>> begin EXERCISE INPUTS

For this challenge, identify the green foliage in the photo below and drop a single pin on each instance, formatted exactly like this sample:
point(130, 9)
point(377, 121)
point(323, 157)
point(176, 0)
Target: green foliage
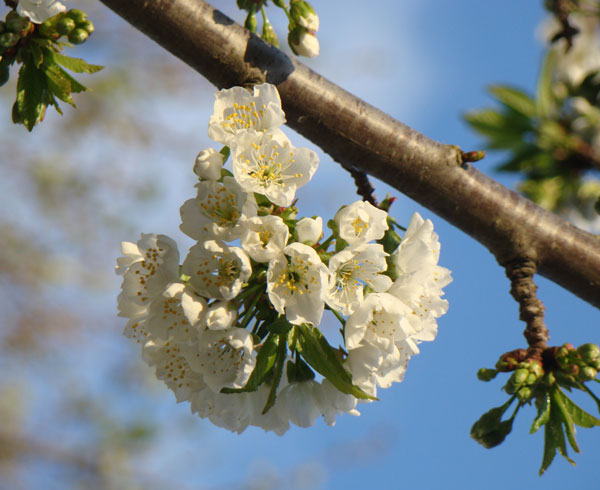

>> end EXERCISE INPUTS

Rewrite the listing with "green foliage" changed to "leafy plants" everywhere and everything else left as it is. Leave the pictures out of your answer.

■ FULL ANSWER
For this challenge, identify the leafy plants in the photo below and drop a single pin on each instance, formatted exactly like this sample:
point(130, 9)
point(377, 121)
point(323, 157)
point(176, 0)
Target: leafy plants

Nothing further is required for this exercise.